SOURCE EXCERPT.
It was the opening day of training camp in July 1981 at Dickinson College in Carlisle, Pennsylvania, when first-year head coach Joe Gibbs looked at another new arrival, 6-7, 300-pound Joe Jacoby, and automatically mistook him for a defensive lineman. 

Offensive line coach Joe Bugel had helped recruit Jacoby, an undrafted rookie free agent out of Louisville. 

"I must have spent 20 minutes telling him about the great chance he had to make the team as a defensive tackle," Gibbs said. "He never said a word to me, never corrected me. We already had so many offensive line prospects. I walked out of my office and yelled for Joe Bugel. 

"I said, 'For cripes sake, Joe, why do we need another offensive lineman? You've got 18 of them already. We can't coach that many. If we've signed him, can we get out of it?'"


It's a good thing Washington did not give up on Jacoby. He developed into one of the top offensive linemen in team history. 

He played every position but center during his 13-year career (1981-93) in Washington, but left tackle is where he made the greatest impact. 

He was the premiere NFL player at that position during the 1980s, earning four straight trips to the Pro Bowl (1983-86). He played in 170 games, one of the top marks in team history, and started 146. 

Jacoby has been nominated for entry into the Pro Football Hall of Fame several times and was named one of the 70 Greatest players in 2002 to honor the franchise's 70-year anniversary. 

He will likely be best remembered as a key member of "The Hogs," Washington's famed offensive line of the Gibbs era that was instrumental in the franchise's four trips to the Super Bowl, three of which resulted in NFL championships. 

"Jake was one of the best things that ever happened to us," said Gibbs, who coached Jacoby for 12 of his 13 seasons. "Shows you what I know about a prospect." 

Jacoby said it was an honor playing for Washington during their years of dominance in the 1980s and early '90s. 

"It was a very special group, a very special time," he said. "When you look back on it, it was so special because you see the way things have gone with Washington since those years. The players and coaches that went through there -- we may not see each other on a day-to-day basis anymore, but when we do get together we re-live some of the great times we had when we were playing." 

Jacoby embodied mental toughness as a player. Case in point: he refused to give up on himself despite going undrafted in 1981 after a successful college career at Louisville, where the left tackle co-captained the Cardinals as a senior and led them to the Independence Bowl. 

Washington general manager Bobby Beathard and Bugel both gave Jacoby a tryout and, impressed by the player no other team wanted, signed him as a free agent. 

After convincing the coaching staff of his natural talents at left tackle, he assumed the starting spot at that position midway through the 1981 season. 

According to Jacoby, Beathard just had an uncanny knack for finding those "diamond in the rough" players who dotted Washington's roster during the Gibbs era.

ROWS.
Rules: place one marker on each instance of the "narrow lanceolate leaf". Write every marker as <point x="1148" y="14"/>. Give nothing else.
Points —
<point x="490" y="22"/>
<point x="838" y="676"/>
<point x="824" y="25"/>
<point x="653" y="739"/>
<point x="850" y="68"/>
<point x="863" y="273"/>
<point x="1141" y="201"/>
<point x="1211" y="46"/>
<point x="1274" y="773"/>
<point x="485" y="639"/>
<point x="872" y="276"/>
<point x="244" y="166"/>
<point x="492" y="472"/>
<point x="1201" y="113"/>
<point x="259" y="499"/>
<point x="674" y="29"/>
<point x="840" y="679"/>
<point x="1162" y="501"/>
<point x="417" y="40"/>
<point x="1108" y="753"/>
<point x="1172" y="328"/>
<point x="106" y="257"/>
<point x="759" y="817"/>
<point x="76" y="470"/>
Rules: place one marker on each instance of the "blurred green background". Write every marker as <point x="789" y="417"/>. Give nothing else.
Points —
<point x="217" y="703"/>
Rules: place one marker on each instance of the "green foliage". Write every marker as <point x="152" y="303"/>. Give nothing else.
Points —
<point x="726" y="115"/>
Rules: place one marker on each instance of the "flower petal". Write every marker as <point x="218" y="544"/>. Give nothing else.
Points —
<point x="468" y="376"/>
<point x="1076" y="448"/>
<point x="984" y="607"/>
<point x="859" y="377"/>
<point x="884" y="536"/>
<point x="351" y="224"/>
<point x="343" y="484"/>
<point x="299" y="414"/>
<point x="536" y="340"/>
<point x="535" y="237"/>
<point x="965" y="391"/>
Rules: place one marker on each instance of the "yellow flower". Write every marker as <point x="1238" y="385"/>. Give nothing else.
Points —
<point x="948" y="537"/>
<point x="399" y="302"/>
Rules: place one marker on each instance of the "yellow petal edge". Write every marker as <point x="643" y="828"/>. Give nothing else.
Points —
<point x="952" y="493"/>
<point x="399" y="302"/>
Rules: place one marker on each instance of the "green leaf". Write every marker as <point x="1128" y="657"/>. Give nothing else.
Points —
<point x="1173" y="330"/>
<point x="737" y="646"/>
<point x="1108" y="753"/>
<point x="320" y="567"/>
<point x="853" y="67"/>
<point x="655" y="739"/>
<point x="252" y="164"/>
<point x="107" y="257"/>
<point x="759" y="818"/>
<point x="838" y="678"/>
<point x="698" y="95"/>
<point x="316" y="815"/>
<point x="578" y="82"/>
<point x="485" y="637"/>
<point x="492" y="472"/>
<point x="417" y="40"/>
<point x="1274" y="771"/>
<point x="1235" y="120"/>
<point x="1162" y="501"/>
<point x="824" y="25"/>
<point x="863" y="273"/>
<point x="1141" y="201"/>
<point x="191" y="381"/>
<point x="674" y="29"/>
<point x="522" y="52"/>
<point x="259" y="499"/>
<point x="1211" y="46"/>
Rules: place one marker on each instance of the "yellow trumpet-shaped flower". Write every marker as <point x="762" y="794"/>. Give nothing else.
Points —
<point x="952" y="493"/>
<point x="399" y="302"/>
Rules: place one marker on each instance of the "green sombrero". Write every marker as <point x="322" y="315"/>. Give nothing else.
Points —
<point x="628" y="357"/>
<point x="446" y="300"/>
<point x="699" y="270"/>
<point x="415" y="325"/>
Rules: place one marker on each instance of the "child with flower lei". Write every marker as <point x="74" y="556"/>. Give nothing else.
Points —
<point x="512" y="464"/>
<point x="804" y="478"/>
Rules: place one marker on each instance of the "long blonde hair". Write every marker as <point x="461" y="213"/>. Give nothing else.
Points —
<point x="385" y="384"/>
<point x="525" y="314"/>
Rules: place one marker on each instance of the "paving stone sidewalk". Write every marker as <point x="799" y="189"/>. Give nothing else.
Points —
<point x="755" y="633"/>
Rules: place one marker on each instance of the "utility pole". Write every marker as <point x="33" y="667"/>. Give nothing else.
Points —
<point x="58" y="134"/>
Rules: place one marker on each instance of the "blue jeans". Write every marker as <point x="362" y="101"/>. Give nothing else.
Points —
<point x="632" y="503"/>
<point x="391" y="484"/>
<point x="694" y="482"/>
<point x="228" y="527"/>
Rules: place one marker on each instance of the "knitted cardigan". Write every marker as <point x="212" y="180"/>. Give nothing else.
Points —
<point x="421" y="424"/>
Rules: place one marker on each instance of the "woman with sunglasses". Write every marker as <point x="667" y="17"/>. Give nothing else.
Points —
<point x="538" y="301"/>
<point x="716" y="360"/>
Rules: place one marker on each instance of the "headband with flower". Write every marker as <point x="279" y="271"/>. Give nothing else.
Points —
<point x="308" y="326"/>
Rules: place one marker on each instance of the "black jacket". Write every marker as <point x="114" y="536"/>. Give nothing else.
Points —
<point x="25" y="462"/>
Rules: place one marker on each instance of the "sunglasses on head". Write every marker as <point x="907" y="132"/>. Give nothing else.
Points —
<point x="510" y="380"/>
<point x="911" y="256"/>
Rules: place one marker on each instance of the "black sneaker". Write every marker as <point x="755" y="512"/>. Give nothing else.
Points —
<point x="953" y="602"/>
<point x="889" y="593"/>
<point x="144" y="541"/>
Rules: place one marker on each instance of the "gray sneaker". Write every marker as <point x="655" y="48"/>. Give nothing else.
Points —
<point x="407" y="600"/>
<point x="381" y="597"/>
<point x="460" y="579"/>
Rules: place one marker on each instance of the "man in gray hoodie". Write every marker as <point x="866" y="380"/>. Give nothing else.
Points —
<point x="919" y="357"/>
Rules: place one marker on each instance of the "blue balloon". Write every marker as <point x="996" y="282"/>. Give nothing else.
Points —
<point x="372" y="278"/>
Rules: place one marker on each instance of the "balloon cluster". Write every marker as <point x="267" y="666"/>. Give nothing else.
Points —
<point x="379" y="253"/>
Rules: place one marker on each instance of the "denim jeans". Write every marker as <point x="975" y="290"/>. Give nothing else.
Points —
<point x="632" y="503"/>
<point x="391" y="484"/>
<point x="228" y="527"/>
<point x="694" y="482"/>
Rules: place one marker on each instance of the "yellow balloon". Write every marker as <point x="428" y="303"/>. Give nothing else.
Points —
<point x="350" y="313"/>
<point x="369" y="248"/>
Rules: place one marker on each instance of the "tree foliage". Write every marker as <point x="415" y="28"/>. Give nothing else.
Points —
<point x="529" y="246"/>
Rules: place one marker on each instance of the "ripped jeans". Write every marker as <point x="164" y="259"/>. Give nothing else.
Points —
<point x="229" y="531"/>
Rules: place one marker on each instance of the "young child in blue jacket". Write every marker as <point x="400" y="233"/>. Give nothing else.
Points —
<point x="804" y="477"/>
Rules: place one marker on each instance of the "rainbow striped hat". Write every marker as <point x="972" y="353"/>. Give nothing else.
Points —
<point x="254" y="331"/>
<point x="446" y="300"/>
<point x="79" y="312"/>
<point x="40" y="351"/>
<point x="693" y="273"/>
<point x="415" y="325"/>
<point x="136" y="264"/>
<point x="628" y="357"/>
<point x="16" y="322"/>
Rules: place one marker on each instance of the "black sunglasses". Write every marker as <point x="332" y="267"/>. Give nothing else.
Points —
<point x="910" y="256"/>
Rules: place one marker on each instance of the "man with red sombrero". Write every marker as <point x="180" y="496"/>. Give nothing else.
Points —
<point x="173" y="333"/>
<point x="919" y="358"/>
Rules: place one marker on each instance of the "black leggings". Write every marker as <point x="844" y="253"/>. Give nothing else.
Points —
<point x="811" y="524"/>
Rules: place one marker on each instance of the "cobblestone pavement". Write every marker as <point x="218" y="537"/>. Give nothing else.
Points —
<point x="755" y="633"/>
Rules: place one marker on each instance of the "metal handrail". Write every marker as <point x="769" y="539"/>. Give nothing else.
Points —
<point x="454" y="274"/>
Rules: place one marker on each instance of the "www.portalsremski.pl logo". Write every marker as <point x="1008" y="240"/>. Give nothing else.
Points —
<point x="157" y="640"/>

REQUEST.
Reproduce the Joe Jacoby passage word for word, starting with "He was the premiere" and going on through "and started 146.". The listing was taken from a separate source.

EXERCISE SOLUTION.
He was the premiere NFL player at that position during the 1980s, earning four straight trips to the Pro Bowl (1983-86). He played in 170 games, one of the top marks in team history, and started 146.